Task statement:
Reproduce verbatim every line from the one that includes "Reviewer check: every instance of the green" to the closing line of the entries; omit everything before it.
##### Information shown
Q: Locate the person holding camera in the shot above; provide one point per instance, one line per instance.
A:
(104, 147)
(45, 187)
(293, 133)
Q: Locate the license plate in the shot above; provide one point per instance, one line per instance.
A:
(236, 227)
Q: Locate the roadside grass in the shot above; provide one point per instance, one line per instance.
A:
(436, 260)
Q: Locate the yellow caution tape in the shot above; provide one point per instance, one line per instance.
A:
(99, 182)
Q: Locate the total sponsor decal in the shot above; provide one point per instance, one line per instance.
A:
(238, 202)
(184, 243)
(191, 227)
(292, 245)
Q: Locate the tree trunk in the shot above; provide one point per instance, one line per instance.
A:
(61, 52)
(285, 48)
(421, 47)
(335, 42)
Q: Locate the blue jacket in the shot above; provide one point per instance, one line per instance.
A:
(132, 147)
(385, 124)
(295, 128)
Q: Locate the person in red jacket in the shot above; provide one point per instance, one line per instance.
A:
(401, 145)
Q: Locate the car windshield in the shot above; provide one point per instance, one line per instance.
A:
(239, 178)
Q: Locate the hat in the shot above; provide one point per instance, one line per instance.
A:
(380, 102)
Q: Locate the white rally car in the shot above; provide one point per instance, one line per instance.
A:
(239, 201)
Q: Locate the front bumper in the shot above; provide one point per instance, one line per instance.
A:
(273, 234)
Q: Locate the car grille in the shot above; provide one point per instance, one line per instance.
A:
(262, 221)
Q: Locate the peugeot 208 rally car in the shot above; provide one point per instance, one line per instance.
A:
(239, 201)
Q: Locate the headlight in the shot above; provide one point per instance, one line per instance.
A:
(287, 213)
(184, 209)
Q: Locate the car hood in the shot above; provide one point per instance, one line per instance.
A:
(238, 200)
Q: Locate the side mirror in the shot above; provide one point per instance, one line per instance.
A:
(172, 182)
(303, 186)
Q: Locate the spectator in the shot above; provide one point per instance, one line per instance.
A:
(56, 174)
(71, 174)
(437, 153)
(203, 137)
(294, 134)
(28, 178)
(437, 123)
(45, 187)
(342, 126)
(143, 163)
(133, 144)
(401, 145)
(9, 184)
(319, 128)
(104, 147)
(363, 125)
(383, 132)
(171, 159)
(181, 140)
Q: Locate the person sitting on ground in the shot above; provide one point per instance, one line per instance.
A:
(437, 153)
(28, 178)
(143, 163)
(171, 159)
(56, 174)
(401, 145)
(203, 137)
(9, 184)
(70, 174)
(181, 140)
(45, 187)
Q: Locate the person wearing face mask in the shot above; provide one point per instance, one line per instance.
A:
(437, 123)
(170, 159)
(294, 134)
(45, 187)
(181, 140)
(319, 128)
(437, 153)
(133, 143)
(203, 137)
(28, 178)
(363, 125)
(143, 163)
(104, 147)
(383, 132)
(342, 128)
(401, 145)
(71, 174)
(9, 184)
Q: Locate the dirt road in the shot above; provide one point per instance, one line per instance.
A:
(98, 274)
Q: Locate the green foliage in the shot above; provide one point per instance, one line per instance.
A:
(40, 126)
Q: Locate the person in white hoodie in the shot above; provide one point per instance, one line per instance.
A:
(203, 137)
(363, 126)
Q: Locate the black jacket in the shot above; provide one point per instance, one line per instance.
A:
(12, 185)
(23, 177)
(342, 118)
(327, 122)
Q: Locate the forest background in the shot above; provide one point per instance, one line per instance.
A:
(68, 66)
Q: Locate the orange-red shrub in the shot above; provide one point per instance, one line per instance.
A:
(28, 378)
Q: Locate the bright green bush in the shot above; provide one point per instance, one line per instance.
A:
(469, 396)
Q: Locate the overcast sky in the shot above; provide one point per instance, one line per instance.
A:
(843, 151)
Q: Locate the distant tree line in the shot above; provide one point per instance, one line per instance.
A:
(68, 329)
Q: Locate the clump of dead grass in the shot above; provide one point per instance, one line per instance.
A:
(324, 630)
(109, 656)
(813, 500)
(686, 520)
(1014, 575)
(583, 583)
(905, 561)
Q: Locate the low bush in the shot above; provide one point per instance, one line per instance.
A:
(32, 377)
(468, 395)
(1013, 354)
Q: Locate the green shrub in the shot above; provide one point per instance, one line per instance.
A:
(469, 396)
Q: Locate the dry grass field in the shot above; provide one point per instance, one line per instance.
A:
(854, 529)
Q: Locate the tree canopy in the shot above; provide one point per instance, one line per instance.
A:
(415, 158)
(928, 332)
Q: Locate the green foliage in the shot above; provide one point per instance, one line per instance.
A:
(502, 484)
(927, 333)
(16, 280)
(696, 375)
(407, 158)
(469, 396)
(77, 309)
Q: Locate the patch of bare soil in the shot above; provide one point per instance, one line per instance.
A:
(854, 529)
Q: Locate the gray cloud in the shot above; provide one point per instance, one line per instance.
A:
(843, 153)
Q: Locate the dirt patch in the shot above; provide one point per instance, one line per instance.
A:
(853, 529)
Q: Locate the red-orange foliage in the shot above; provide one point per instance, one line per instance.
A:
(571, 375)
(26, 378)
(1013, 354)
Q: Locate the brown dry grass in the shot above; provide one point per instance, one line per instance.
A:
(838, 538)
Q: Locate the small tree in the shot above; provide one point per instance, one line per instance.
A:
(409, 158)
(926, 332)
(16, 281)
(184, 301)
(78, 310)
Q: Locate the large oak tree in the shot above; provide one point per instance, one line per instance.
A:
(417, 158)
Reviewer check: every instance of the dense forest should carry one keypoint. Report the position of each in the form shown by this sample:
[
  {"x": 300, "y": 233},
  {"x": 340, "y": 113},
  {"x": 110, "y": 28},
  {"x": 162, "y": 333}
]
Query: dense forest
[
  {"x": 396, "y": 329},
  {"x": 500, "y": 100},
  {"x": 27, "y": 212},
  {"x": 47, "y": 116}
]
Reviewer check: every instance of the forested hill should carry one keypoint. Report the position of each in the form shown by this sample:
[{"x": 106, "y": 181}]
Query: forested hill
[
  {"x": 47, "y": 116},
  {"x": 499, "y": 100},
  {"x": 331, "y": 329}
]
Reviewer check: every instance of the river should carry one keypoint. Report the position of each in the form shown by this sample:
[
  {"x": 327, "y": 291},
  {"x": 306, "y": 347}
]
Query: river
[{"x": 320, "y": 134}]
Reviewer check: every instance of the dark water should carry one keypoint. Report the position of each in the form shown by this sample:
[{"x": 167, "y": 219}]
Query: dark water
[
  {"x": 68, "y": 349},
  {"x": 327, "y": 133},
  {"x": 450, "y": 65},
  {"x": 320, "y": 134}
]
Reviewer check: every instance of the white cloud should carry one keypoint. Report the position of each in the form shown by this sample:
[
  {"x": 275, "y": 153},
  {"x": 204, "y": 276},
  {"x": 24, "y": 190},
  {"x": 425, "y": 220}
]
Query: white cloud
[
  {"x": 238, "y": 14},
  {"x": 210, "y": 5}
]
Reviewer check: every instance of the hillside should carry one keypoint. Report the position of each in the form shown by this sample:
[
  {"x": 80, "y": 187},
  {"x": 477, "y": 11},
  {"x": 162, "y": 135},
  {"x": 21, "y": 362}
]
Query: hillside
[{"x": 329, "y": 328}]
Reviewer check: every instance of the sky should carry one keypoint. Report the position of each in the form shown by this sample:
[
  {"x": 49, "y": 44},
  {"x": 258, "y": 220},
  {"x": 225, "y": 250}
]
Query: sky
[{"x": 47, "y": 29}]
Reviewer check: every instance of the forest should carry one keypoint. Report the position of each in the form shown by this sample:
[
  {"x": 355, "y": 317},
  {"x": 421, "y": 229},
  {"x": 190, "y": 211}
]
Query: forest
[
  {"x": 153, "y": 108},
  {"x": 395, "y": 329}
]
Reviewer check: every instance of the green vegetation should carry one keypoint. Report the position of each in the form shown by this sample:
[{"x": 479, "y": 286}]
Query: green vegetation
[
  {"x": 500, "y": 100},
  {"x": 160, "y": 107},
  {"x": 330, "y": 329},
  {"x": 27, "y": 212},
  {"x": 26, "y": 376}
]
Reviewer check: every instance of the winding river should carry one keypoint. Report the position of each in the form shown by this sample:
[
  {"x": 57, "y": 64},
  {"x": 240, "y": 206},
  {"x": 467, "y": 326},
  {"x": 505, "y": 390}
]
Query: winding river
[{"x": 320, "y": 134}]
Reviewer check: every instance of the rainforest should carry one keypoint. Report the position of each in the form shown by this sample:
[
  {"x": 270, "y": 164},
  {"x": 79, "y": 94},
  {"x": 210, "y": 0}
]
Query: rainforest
##########
Exercise result:
Reviewer check: every instance of the green vegetation should carry one keypoint. Report the position of each in the form shown by this sample:
[{"x": 479, "y": 286}]
Query: green vegetation
[
  {"x": 500, "y": 100},
  {"x": 160, "y": 107},
  {"x": 330, "y": 329},
  {"x": 27, "y": 212},
  {"x": 26, "y": 376}
]
Reviewer check: every instance of the winding river should carry one keypoint. Report the position of each in the form shown by this sample:
[
  {"x": 57, "y": 64},
  {"x": 240, "y": 206},
  {"x": 467, "y": 326},
  {"x": 505, "y": 390}
]
Query: winding river
[{"x": 320, "y": 134}]
Reviewer check: every instance of the rainforest should carry one keypoint. Report the position of each in the form shown by this sample:
[
  {"x": 270, "y": 164},
  {"x": 79, "y": 94},
  {"x": 210, "y": 0}
]
Query: rainforest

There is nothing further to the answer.